Nothing but the lines from the one that contains "Indicate every instance of the black baseball" through the end of the listing should appear, set down exactly.

☆ ☆ ☆

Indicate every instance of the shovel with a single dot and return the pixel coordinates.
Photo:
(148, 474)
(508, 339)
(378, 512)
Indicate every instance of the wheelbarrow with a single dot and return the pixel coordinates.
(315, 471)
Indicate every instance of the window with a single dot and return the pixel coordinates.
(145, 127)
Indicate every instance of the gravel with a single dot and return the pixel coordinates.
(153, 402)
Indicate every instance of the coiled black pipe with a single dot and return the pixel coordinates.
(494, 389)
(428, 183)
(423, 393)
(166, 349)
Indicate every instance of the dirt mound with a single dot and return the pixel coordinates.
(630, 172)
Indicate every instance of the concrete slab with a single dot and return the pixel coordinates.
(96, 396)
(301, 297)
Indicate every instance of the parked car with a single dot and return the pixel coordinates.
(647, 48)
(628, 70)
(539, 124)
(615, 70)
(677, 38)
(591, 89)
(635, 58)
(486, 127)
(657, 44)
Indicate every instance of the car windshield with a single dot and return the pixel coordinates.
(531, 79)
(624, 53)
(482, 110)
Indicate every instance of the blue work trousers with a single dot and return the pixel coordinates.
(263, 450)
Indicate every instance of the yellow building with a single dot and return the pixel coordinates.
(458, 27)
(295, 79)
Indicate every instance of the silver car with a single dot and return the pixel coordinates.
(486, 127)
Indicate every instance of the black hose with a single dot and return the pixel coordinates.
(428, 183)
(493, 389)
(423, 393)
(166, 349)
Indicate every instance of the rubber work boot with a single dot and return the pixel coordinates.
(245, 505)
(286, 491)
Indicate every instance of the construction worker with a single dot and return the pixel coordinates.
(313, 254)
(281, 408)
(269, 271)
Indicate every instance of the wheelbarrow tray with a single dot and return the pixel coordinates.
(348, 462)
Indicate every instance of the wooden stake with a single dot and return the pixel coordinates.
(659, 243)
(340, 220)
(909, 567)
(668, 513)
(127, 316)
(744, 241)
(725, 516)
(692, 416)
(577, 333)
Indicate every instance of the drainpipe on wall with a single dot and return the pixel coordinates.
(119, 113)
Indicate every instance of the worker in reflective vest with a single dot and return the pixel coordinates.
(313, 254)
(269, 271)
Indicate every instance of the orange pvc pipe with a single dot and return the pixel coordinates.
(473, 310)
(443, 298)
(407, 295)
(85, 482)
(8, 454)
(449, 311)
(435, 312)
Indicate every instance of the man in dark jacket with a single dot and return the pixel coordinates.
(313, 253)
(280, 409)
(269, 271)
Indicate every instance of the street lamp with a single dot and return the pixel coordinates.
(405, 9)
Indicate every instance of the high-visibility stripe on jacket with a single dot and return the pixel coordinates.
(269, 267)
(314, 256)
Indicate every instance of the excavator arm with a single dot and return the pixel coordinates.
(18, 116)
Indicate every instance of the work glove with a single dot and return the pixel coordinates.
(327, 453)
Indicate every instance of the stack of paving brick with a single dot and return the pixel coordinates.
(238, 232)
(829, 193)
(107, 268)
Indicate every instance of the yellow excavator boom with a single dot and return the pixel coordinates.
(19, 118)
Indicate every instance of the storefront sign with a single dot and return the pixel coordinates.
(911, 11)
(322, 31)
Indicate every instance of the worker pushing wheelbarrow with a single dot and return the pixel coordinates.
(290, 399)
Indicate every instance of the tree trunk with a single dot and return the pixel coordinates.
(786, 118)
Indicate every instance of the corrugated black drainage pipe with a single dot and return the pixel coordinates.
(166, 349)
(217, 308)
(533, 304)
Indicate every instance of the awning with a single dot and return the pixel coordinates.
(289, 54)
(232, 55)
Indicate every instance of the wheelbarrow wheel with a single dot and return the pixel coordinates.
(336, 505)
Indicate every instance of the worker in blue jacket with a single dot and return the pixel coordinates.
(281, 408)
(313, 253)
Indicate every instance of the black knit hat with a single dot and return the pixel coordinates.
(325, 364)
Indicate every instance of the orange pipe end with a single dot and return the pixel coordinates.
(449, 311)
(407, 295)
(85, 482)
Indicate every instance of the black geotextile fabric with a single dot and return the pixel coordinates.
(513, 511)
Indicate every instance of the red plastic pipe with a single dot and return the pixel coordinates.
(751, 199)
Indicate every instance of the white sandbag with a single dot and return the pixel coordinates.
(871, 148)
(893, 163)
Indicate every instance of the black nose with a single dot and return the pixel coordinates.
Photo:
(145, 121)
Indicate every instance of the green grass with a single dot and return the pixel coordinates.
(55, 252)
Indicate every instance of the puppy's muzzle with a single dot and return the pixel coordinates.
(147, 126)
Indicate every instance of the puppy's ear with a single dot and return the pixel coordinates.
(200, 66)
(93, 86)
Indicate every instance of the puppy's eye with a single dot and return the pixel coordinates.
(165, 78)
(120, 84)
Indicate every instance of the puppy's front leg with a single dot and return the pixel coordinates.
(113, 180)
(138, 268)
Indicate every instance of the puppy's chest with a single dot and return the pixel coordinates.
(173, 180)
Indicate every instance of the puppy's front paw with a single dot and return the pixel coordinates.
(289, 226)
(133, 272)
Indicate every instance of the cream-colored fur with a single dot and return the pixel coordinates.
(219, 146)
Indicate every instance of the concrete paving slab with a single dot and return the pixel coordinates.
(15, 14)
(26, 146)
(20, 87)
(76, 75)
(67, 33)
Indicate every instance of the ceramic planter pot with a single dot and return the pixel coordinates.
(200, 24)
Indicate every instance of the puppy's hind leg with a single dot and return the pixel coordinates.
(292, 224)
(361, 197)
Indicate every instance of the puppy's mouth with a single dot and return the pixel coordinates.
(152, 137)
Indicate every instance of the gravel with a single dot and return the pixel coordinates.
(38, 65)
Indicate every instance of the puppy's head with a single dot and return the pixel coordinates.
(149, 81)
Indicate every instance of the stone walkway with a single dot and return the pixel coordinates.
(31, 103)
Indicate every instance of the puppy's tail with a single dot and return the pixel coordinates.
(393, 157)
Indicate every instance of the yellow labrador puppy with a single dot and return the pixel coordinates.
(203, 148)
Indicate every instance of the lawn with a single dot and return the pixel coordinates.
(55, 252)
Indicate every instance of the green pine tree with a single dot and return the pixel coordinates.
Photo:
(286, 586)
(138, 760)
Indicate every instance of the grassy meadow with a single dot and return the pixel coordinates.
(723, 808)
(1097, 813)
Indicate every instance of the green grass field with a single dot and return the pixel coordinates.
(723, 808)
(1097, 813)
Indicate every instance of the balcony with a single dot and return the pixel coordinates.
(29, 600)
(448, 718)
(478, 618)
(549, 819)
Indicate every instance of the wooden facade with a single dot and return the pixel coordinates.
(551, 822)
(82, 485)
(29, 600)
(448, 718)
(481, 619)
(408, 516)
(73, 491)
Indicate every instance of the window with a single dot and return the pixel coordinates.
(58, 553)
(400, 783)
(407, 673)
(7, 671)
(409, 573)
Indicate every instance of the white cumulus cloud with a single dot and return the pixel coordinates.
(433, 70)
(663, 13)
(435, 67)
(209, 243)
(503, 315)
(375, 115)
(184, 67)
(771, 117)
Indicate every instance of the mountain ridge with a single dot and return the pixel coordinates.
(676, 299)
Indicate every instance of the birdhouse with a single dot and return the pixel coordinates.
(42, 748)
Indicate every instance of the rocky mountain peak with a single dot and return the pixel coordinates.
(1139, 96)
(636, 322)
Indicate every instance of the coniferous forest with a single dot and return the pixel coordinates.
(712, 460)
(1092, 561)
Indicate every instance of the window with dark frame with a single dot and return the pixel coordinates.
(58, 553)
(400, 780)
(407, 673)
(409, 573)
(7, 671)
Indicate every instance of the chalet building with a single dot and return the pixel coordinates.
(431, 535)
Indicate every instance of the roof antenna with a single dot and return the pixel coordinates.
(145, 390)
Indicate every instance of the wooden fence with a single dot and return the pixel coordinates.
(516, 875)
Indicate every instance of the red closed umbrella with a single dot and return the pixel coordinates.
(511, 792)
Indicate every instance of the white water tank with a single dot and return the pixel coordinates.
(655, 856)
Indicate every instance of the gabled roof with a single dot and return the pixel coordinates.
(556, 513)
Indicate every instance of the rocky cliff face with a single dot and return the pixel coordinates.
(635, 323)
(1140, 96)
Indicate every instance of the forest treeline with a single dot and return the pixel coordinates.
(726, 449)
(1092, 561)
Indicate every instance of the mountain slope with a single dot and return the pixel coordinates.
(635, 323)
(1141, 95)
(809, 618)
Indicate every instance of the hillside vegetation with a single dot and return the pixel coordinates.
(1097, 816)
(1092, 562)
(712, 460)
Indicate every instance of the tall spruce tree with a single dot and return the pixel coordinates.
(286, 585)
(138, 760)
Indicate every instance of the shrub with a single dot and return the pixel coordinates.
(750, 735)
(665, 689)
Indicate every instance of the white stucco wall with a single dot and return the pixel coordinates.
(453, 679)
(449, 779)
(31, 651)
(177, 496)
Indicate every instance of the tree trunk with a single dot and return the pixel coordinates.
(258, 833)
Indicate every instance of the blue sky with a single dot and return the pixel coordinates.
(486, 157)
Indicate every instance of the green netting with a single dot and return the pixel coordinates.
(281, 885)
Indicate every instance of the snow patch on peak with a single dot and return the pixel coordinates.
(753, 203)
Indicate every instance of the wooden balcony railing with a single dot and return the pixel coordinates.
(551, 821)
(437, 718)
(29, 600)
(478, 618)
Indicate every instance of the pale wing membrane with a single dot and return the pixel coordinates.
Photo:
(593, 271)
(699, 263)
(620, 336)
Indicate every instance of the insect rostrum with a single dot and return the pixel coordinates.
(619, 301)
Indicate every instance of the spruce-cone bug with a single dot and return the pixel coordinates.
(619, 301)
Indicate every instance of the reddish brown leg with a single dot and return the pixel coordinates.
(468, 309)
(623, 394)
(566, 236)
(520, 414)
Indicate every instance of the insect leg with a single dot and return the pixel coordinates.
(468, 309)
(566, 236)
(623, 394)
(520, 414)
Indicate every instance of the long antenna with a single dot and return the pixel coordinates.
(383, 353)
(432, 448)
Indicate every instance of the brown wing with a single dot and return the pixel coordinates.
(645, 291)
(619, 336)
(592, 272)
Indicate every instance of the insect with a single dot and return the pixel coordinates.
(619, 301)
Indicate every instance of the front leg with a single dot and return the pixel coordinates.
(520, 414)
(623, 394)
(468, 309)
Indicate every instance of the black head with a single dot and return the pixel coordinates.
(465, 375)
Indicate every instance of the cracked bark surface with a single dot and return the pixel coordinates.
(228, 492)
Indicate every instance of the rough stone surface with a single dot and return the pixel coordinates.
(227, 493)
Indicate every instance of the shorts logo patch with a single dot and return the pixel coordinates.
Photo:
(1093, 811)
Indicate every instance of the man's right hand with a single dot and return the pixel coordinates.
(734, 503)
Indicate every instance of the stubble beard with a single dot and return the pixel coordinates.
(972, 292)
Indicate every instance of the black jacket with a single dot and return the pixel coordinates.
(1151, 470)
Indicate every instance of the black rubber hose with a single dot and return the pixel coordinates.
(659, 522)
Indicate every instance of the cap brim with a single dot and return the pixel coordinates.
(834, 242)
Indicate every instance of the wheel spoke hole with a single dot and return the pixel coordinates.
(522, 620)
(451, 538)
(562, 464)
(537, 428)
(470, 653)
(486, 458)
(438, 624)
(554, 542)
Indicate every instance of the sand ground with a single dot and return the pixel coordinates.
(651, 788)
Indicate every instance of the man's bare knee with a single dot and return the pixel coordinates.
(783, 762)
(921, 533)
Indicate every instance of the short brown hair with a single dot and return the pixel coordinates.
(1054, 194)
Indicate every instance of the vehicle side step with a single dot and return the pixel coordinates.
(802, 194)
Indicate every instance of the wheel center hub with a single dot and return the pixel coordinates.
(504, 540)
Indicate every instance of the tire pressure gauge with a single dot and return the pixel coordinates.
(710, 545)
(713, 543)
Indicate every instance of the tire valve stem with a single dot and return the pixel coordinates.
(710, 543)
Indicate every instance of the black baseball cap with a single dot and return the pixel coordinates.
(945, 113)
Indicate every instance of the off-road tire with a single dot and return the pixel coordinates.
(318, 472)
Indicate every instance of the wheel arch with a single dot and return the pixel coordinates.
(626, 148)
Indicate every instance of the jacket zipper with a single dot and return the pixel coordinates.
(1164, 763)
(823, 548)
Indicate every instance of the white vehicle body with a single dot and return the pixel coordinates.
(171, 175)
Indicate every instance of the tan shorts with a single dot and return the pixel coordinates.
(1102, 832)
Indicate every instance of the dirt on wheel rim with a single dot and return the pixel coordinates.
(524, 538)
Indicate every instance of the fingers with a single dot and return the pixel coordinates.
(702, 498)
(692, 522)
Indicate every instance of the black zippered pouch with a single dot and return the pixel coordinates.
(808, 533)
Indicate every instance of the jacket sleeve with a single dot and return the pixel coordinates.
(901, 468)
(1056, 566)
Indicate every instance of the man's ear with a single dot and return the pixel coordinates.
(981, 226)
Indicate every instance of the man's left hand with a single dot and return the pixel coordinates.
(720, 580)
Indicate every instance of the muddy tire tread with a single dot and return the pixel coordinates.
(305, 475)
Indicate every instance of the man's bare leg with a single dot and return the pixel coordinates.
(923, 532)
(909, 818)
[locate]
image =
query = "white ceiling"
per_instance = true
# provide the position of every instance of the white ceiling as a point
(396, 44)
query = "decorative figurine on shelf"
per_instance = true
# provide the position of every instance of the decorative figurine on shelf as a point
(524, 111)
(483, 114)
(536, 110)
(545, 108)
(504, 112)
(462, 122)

☆ ☆ ☆

Result of the exercise:
Indicate every instance of the black baseball cap with a single dot and return the pixel coordinates.
(945, 113)
Indicate every instance of the off-road tire with a single dot and return the pixel coordinates.
(318, 472)
Indicate every instance of the wheel arch with a single dot and return the pixel coordinates.
(626, 148)
Indicate every instance of the jacket zipper with a single dot and return the pixel coordinates.
(1164, 763)
(823, 548)
Indicate every instance of the white vehicle body with a single dot and return the pixel coordinates.
(171, 175)
Indicate every instance of the tan shorts with a single dot and return the pixel coordinates.
(1102, 832)
Indicate every instance of the dirt on wheel rim with a single dot and return the pixel coordinates.
(524, 538)
Indicate every instance of the fingers with a single dot and return the pixel coordinates.
(702, 498)
(692, 522)
Indicate every instance of the black zippered pouch with a single dot and return the pixel coordinates.
(808, 533)
Indicate every instance of the jacket sleeve with a single dot and return the pixel coordinates.
(901, 468)
(1056, 566)
Indicate every instance of the man's ear with a single dot and return the pixel coordinates.
(981, 226)
Indicate every instance of the man's left hand with a single dot and return the pixel coordinates.
(720, 580)
Indicate every instance of the muddy tire tread with a single dot and return the pixel coordinates.
(305, 475)
Indicate every instance of the man's bare leg with a single dot and return the pixel coordinates.
(923, 532)
(909, 818)
[locate]
image =
query = "white ceiling"
per_instance = true
# provide the position of every instance of the white ceiling as a point
(396, 44)
query = "decorative figurine on shelf"
per_instance = true
# provide the position of every instance of the decorative figurine on shelf as a point
(524, 111)
(483, 114)
(536, 110)
(545, 108)
(504, 112)
(462, 122)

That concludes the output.